Opinion
CR-22-01545-001-TUC-RM (EJM)
06-10-2024
ORDER
HONORABLE ROSEMARY MARCNIIEZ UNITED STATES DISTRICT JUDGE
On March 4, 2024, Magistrate Judge Eric J. Markovich issued a Report and Recommendation (“R&R”) (Doc. 157), recommending that this Court deny Defendant Aaron Thomas Mitchell's Motion to Dismiss Count Three of the Superseding Indictment (Doc. 143). Defendant filed an Objection to the R&R (Doc. 166), to which the Government did not respond.
I. Background
Defendant is charged in a Superseding Indictment with (1) Deprivation of Rights Under Color of Law, in violation of 18 U.S.C. § 242 (Count One); (2) Kidnapping of a Minor, in violation of 18 U.S.C. §§ 1201(a)(1) and (g) (Count Two); and False Statements, in violation of 18 U.S.C. § 1512(b)(3) (Count Three). (Doc. 38.) Counts One and Two pertain to Defendant's alleged sexual assault and kidnapping of a Minor Victim (“M.V.”). (Id.) Count Three alleges that Defendant engaged in misleading conduct toward officers of the Douglas Police Department relating to the offenses charged in Counts One and Two. (Id.)
Pursuant to Federal Rule of Criminal Procedure 12(b)(3)(B)(v), Defendant moves to dismiss Count Three of the Superseding Indictment for failure to state an offense under 18 U.S.C. § 1512(b)(3). (Doc. 143.) Defendant argues, among other things, that the Court should dismiss Count Three because Congress did not intend § 1512(b)(3) to apply to misleading conduct toward law enforcement officers, but rather only to misleading conduct toward “a witness, victim, or informant.” (Id. at 2.) Defendant asserts that the statute's title, “Tampering with a witness, victim, or an informant,” demonstrates this congressional intent. (Id.)

• **SET OF TASKS**:
(1) Reproduce the court order from "Pursuant to Federal" through "congressional intent. (Id.)".
(2) According to the court order, who issued the Report and Recommendation on March 4, 2024?
The records that come next are separate material and have no connection to the court order.

• **EXTRACTED RECORDS**:
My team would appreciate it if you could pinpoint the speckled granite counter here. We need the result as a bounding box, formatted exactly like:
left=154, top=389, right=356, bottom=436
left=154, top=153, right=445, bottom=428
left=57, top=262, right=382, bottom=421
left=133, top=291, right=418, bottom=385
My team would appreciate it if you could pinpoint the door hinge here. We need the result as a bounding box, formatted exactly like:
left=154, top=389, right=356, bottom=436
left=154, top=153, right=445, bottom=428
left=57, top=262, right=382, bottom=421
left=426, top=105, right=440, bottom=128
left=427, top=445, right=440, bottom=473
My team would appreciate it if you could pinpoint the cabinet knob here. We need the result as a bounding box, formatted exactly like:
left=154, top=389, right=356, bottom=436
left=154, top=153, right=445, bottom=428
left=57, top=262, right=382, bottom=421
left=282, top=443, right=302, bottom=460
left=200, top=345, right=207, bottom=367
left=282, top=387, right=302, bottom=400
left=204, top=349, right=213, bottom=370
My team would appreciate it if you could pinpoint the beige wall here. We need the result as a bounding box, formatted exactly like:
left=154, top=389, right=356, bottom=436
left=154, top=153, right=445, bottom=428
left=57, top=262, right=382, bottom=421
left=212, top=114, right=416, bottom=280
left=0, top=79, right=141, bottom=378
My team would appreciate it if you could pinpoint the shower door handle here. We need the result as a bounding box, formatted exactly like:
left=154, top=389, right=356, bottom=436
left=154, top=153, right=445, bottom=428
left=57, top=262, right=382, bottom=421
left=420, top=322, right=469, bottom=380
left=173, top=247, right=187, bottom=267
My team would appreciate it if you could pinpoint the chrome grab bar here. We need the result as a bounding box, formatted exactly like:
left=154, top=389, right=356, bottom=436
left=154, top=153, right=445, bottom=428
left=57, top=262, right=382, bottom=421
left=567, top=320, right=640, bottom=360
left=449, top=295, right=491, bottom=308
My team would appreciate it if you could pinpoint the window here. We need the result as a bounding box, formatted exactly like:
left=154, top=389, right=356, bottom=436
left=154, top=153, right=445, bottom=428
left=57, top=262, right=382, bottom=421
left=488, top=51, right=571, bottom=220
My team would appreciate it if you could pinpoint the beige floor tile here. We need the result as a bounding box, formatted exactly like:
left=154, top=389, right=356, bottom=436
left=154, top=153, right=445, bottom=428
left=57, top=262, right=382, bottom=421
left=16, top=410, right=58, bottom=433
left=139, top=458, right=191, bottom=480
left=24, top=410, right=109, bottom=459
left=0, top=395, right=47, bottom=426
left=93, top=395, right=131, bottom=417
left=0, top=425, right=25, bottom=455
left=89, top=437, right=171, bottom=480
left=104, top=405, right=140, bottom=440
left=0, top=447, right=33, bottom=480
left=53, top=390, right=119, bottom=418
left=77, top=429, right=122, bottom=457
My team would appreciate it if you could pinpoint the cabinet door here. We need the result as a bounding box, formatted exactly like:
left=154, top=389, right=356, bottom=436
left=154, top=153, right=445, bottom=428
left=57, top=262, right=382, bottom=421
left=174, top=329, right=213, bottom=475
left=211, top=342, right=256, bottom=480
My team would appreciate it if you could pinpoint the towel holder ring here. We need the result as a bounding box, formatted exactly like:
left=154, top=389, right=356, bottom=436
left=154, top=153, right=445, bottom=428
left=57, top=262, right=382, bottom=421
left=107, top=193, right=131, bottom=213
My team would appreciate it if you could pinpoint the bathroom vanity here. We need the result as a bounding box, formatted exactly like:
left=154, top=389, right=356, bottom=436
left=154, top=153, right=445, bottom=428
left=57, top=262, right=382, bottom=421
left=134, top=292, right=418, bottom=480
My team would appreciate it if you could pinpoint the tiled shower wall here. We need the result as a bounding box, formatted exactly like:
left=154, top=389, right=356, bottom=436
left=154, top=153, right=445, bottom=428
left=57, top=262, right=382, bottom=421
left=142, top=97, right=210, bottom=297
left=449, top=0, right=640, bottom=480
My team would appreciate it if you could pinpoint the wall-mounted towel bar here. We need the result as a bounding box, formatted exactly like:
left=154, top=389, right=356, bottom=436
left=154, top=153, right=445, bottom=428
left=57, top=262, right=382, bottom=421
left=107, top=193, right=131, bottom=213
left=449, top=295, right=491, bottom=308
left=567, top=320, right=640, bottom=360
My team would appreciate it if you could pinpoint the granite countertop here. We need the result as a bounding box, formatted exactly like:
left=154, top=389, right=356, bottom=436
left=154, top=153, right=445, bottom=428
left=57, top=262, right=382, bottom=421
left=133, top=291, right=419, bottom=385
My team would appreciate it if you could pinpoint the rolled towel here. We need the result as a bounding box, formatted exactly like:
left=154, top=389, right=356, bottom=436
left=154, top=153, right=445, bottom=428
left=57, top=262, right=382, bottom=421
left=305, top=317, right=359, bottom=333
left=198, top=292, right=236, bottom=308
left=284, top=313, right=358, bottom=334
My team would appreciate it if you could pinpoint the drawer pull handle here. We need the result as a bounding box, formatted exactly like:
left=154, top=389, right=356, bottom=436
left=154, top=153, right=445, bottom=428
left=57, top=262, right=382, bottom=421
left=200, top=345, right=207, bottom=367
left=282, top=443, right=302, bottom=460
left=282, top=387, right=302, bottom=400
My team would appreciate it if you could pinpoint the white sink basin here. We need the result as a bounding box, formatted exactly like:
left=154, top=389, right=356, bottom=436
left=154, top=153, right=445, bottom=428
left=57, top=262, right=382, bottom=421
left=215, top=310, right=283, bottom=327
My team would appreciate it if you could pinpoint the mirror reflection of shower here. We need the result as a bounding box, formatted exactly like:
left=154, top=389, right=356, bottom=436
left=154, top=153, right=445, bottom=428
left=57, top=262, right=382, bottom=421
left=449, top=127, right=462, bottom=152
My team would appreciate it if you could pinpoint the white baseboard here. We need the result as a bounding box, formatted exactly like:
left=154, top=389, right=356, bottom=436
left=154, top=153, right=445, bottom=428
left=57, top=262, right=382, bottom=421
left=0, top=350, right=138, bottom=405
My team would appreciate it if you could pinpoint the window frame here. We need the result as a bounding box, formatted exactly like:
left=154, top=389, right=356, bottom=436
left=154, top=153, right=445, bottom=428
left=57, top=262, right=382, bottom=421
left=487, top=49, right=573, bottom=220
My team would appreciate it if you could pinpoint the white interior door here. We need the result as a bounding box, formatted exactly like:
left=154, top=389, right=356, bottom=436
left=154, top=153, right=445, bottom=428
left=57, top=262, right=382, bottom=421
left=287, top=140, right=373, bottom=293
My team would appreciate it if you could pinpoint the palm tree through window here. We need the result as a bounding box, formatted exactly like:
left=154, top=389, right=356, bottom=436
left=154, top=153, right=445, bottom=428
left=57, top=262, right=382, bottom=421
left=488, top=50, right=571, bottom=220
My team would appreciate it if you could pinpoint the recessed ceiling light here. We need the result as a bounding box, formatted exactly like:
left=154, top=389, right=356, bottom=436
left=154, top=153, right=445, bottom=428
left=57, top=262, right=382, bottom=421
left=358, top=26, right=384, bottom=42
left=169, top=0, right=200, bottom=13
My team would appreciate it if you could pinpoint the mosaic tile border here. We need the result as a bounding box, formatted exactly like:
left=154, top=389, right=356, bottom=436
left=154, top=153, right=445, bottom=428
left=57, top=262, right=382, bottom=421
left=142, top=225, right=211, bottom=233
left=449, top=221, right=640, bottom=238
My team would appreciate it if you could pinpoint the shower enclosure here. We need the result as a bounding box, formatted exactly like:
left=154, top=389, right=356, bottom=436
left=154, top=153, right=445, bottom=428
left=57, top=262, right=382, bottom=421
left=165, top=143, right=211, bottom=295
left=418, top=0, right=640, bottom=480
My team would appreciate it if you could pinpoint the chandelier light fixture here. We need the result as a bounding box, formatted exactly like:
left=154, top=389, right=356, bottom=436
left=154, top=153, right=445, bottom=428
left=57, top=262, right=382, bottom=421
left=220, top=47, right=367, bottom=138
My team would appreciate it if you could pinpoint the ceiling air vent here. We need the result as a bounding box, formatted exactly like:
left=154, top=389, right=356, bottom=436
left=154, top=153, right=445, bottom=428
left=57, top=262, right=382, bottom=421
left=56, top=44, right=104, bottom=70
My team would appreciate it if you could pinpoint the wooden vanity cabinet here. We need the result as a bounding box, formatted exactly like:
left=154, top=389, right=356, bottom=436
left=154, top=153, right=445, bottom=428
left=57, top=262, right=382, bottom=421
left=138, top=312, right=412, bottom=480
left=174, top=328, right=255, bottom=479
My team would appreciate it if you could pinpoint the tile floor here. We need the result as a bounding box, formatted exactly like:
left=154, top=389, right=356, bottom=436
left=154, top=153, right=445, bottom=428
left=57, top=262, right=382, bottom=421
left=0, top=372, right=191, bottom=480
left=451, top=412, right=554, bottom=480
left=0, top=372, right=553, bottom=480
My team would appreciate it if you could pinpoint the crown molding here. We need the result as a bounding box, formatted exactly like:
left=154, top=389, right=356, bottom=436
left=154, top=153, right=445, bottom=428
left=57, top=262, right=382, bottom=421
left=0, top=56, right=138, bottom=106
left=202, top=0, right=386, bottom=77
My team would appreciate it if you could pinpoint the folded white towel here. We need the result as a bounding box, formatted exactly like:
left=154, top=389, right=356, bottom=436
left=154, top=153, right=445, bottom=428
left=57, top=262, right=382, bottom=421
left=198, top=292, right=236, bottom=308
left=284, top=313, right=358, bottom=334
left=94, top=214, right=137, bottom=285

• **ANSWERS BELOW**:
(1)
Pursuant to Federal Rule of Criminal Procedure 12(b)(3)(B)(v), Defendant moves to dismiss Count Three of the Superseding Indictment for failure to state an offense under 18 U.S.C. § 1512(b)(3). (Doc. 143.) Defendant argues, among other things, that the Court should dismiss Count Three because Congress did not intend § 1512(b)(3) to apply to misleading conduct toward law enforcement officers, but rather only to misleading conduct toward “a witness, victim, or informant.” (Id. at 2.) Defendant asserts that the statute's title, “Tampering with a witness, victim, or an informant,” demonstrates this congressional intent. (Id.)

(2) Magistrate Judge Eric J. Markovich